- _Extrait du texte_:
------------------------------------------------------------------------

Les rares refuges sont aussitôt engloutis par le mauvais sort, un appartement qui donne sur une volée de nichons des Femen ou un café, amer triste du ghetto : « Sur Terre, il y a des endroits où tous les maudits se donnent rendez-vous. Ils se baignent dans leur malédiction comme dans une grande baignoire de merde. Le Titanic est un de cela, classé trois étoiles au Michelin de la cassosserie, la vraie, celle des damnés de la terre. »
Damnés de la terre…
Frantz Fanon revit à travers la plume de Sofia Aouine, dont la vie d’ancienne enfant placée à la DDASS est beaucoup dans son premier roman. Fanon mais aussi le Truffaut des Quatre-Cents Coups (le film a 60 ans), façon laissés-pour-compte.
Des destinées sur la crête des possibles où tout peut basculer dans l’espoir ou l’inverse, le plus souvent.
Dans sa playlist, en fin de roman, l’auteure, autrice, écrivaine née avec ce livre, cite Little Ghetto Boy, la chanson (1972) de l’artiste soul américain Donny Hathaway (1945-1979) :
« All your young life
You’ve seen such misery and pain
The world is a cruel place to live
And it ain’t gonna change »

------------------------------------------------------------------------

- _Objectif de la tâche_:
Poursuivez le texte consacré au premier roman de Sofia Aouine à partir de l'endroit où il s'interrompt. La liste n'intervient en rien dans ce travail.

[Enregistrements de points étiquetés]
------------------------------------------------------------------------

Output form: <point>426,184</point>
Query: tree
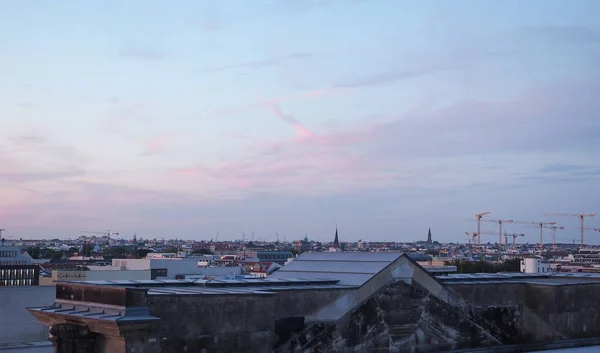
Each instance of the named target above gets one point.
<point>115,252</point>
<point>171,249</point>
<point>141,253</point>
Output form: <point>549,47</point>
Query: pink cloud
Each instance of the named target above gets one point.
<point>300,129</point>
<point>159,144</point>
<point>307,95</point>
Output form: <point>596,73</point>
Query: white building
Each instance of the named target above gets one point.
<point>170,268</point>
<point>11,256</point>
<point>534,265</point>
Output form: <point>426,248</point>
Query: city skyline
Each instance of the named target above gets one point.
<point>383,117</point>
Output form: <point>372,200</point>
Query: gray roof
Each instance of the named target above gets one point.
<point>556,278</point>
<point>350,268</point>
<point>248,286</point>
<point>99,313</point>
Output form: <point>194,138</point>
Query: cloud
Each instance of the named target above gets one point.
<point>564,35</point>
<point>137,52</point>
<point>425,149</point>
<point>301,96</point>
<point>300,129</point>
<point>562,168</point>
<point>155,145</point>
<point>397,75</point>
<point>34,157</point>
<point>264,62</point>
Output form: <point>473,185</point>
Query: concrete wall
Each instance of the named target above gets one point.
<point>231,323</point>
<point>34,347</point>
<point>16,324</point>
<point>549,312</point>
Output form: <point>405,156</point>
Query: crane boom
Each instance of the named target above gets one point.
<point>581,217</point>
<point>478,216</point>
<point>499,222</point>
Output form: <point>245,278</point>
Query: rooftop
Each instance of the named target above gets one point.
<point>259,286</point>
<point>556,278</point>
<point>349,268</point>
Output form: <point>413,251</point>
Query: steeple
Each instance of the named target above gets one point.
<point>336,240</point>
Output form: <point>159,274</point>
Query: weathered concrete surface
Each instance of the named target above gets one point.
<point>16,324</point>
<point>401,318</point>
<point>549,312</point>
<point>231,323</point>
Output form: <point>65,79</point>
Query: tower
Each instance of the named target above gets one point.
<point>336,240</point>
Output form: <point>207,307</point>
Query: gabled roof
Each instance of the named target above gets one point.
<point>350,268</point>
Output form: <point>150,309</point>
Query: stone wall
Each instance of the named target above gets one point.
<point>549,312</point>
<point>16,324</point>
<point>401,318</point>
<point>231,323</point>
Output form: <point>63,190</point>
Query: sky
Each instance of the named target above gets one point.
<point>250,118</point>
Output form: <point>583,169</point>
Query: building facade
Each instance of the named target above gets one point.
<point>16,269</point>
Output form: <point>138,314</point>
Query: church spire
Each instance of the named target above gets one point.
<point>336,240</point>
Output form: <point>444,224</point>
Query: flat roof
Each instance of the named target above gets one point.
<point>555,278</point>
<point>349,268</point>
<point>258,286</point>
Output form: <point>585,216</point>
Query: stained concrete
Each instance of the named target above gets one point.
<point>16,324</point>
<point>401,317</point>
<point>549,312</point>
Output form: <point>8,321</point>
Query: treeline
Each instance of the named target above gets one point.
<point>462,266</point>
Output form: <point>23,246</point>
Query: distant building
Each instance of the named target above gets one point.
<point>278,257</point>
<point>16,268</point>
<point>534,265</point>
<point>336,240</point>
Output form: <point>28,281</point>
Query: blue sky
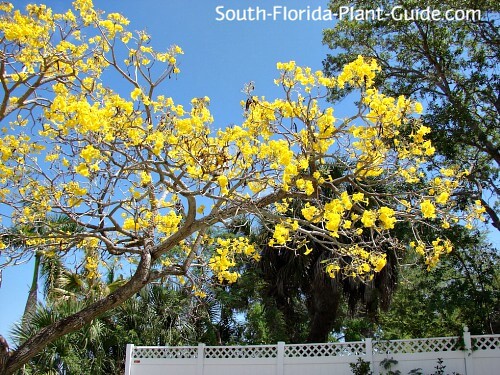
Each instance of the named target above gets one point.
<point>220,57</point>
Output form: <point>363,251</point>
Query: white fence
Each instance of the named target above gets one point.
<point>467,355</point>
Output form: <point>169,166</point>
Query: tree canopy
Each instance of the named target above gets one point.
<point>145,179</point>
<point>450,65</point>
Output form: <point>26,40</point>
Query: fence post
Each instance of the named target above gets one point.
<point>469,365</point>
<point>280,357</point>
<point>128,359</point>
<point>200,359</point>
<point>369,353</point>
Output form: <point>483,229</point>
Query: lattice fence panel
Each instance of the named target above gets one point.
<point>241,352</point>
<point>444,344</point>
<point>165,352</point>
<point>485,342</point>
<point>325,350</point>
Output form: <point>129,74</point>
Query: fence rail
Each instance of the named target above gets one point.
<point>467,355</point>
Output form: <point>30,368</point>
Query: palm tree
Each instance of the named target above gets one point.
<point>298,286</point>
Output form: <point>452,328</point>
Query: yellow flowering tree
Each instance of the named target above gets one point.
<point>145,178</point>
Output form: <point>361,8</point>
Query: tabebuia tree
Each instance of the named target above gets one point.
<point>145,179</point>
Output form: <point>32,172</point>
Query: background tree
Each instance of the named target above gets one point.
<point>146,179</point>
<point>451,65</point>
<point>461,291</point>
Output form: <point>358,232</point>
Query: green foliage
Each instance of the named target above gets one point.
<point>462,290</point>
<point>452,66</point>
<point>361,367</point>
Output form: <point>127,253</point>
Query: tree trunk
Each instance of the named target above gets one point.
<point>32,300</point>
<point>49,334</point>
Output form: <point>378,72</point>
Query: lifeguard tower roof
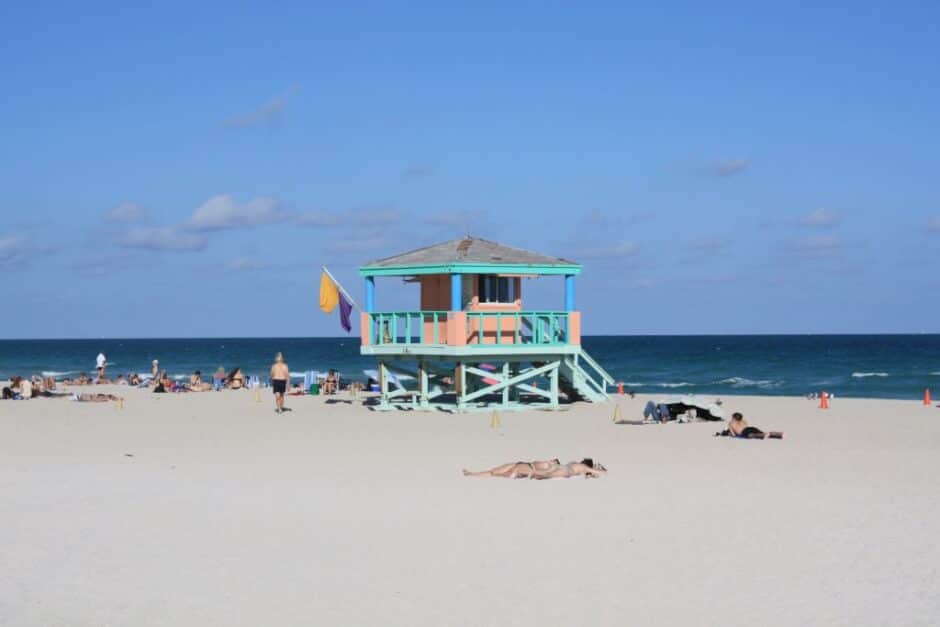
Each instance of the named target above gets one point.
<point>469,255</point>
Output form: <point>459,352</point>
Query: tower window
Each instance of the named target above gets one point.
<point>497,289</point>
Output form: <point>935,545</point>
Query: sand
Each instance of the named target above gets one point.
<point>209,509</point>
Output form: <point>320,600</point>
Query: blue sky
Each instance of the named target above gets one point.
<point>717,168</point>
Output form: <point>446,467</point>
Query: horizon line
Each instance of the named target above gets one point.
<point>356,337</point>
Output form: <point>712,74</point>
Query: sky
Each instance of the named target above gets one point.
<point>184,170</point>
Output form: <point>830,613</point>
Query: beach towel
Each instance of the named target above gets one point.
<point>345,308</point>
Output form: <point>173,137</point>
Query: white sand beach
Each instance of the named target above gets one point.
<point>209,509</point>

------------------------------------------------------------------------

- _Résultat de l'exercice_:
[Toute ta jeune vie
Vous avez vu tant de misère et de douleur
Le monde est un endroit cruel pour vivre
Et ça ne va pas changer]

Mais la langue de Sofia Aouine n’est pas faite que de punchlines en concession au parler du ghetto (« Tati… Le magasin préféré des daronnes et des blédards, notre tour Eiffel à nous »). Cette langue est un oral très écrit qui avance vite, vous fait plonger dans le quartier comme dans la psychologie des « oubliés ».
Abad, adab, enfant lettré du quartier
Son héros porte le nom d’Abad dont l’une des significations en arabe est éternité. Au lieu de le rapprocher d’abd (esclave), rapprochons-le de l’une des formes anagrammées, adab, qui renvoie à la haute tradition culturelle arabe, désignant tout à la fois un esprit cultivé, la noblesse des sentiments, la politesse. Aujourd’hui, adab s’emploie pour littérature.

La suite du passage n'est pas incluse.